::: Data excerpts
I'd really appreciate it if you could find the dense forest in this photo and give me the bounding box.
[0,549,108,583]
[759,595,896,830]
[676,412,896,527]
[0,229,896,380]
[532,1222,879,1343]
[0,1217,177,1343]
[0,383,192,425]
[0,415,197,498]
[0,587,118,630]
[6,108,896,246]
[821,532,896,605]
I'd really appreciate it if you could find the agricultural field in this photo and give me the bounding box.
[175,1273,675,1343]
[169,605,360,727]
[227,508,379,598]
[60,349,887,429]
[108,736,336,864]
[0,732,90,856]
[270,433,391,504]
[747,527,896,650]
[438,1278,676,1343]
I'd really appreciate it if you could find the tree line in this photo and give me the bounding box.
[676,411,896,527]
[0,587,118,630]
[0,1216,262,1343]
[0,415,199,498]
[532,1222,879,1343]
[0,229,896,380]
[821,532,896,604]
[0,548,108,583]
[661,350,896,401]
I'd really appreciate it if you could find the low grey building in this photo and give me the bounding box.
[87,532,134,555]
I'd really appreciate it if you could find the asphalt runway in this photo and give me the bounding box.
::::::
__Task objective__.
Present each of the lines above as an item in a numbered list, omitting any blank lines.

__Correct result__.
1. I'd really appreciate it if you could find the dense forest in this photo and give me the bounding box.
2. [0,549,108,583]
3. [759,595,896,830]
4. [676,412,896,527]
5. [0,229,896,380]
6. [532,1222,879,1343]
7. [0,1217,177,1343]
8. [0,383,192,425]
9. [0,415,197,498]
10. [0,587,118,630]
11. [6,108,896,246]
12. [821,532,896,605]
13. I'd really appreciate it if you could find the agricultural field in this photo and give me the bounding box.
14. [175,1273,675,1343]
15. [169,605,360,727]
16. [227,508,379,598]
17. [60,349,887,429]
18. [108,736,336,864]
19. [0,732,90,856]
20. [270,433,391,504]
21. [747,527,896,650]
22. [438,1278,676,1343]
23. I'd really appreciate it if you could find the tree line in this photo and give me the bounding box.
24. [676,411,896,527]
25. [0,587,118,630]
26. [0,1216,262,1343]
27. [0,415,199,498]
28. [532,1222,879,1343]
29. [0,229,896,380]
30. [821,532,896,604]
31. [0,548,108,583]
32. [661,350,896,401]
33. I'd really appreciate it if you could find the low grey building in this photo and give me the bounding box.
34. [87,532,134,555]
35. I'd really appreciate it if you could find the asphalt runway in this photo and give me the bounding box.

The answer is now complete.